Maria, la donna amata, torna nella memoria e nella suggestione del verso, restituendo stati d’animo legati a momenti di vita e paesaggi radicati nella mente e nel cuore. La morte della ragazza, ombra la cui voce non ha suono, genera incubi e sogni che riflettono la realtà dolceamara di stagioni e giorni lontani, senza più appigli e certezze.

«Strane forme del sogno / deludono la mia mano / che vorrebbe stringerti al cuore...» «ma nessun segno astrale / vale il tuo respiro di parole vive; / nulla consola / il mio allucinato perire». La conclusione è tra le più pungenti: «non c’è luogo dove tu consista / come vita, come sogno, come voce / di allodola che trilli / una nota di canzone».

I motivi vitali di questo amore, appena vissuto e subito sepolto, si concentrano nelle emozioni e nell’amarezza del ricordo, nell’intimismo lirico che acquista delicatezze di tono e linguaggio. Altri nomi di donne collegate a momenti dell’infanzia e della giovinezza emergono nella seconda sezione Epico il nome tuo, come Rolanda la paladina proletaria, vinta tra i vinti, la bionda Zoia vestita di rosa, Alida e la guerra intesa come naufragio, e Laura Ritz hostess immagine dei lunghi viaggi.

▶ _DETTAGLI DEL PROBLEMA_:
Rispondi a queste domande sul brano:
1. Come si chiama la donna amata che torna nella memoria?
2. Qual è il titolo della seconda sezione?
3. Di che colore è vestita Zoia?
Per rispondere usa soltanto il brano.

▶ _ELENCO_:
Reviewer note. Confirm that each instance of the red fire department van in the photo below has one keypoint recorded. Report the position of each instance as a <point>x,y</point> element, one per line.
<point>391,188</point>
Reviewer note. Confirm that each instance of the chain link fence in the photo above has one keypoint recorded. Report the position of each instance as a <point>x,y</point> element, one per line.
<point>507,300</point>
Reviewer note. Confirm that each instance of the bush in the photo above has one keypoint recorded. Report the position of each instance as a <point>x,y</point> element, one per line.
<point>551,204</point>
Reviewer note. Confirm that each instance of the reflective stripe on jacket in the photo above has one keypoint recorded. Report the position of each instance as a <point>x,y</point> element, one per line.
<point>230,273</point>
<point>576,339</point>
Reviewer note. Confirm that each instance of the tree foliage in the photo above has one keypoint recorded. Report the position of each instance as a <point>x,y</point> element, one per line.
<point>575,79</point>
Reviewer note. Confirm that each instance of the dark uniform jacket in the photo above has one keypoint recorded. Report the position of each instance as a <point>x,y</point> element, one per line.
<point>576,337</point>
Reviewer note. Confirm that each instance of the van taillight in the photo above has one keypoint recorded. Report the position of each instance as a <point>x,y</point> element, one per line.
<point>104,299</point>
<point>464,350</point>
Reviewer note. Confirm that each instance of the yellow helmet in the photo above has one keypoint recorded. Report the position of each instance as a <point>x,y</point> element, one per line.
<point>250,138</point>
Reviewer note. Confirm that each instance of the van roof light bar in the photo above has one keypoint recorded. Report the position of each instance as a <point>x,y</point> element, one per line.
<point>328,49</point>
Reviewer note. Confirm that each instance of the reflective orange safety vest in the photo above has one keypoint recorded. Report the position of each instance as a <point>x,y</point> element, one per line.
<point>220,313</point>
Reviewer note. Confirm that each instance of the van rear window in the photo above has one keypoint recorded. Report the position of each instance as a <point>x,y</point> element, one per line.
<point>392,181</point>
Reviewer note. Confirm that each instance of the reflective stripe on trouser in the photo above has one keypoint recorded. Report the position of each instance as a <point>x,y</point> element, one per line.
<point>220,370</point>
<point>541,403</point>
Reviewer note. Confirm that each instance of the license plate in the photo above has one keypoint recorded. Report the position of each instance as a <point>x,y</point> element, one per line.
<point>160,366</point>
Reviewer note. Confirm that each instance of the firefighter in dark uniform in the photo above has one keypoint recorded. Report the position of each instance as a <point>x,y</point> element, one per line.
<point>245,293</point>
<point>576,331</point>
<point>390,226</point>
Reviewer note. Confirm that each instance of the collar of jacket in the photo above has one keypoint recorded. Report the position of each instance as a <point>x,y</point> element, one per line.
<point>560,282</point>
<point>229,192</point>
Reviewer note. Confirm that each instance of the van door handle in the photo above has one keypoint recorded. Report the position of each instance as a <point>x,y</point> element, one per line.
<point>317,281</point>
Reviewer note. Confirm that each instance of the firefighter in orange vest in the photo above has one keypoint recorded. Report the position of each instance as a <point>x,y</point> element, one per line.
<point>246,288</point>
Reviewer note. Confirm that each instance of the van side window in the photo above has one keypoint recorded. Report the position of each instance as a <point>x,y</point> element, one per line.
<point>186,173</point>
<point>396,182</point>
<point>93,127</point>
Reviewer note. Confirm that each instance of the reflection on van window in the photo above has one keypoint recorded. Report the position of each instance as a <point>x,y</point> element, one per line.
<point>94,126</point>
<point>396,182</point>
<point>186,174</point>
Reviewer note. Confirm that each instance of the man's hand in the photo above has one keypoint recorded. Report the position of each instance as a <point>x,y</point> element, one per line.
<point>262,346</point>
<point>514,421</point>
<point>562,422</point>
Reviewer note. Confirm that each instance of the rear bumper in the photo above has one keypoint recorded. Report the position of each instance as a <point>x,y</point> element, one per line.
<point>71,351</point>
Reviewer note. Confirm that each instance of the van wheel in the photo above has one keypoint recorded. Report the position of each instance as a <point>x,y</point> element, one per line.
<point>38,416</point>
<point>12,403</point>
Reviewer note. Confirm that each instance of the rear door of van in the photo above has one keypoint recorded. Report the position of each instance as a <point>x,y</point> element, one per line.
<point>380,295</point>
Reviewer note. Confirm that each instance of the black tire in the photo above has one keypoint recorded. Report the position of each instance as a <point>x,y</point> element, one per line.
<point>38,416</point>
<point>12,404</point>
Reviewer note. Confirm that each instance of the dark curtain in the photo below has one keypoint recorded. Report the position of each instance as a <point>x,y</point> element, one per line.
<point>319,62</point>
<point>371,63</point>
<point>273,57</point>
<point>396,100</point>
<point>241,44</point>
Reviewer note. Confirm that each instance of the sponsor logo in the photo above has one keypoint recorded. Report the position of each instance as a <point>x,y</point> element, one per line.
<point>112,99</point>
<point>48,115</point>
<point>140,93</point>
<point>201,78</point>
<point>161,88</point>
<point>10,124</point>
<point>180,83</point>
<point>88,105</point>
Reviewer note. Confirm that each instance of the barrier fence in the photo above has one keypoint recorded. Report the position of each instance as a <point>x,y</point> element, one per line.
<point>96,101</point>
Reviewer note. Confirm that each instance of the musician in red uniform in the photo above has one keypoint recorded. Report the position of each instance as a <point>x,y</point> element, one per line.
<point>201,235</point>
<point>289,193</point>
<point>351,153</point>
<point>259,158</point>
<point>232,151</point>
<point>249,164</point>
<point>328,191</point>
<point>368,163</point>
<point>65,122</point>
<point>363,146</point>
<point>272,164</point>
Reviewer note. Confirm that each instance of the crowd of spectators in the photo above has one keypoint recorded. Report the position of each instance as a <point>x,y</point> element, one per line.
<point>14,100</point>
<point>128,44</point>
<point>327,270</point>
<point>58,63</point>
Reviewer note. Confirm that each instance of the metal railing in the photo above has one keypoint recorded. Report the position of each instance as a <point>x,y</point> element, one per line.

▶ _RISPOSTA COMPLETA_:
1. Maria.
2. Epico il nome tuo.
3. Di rosa.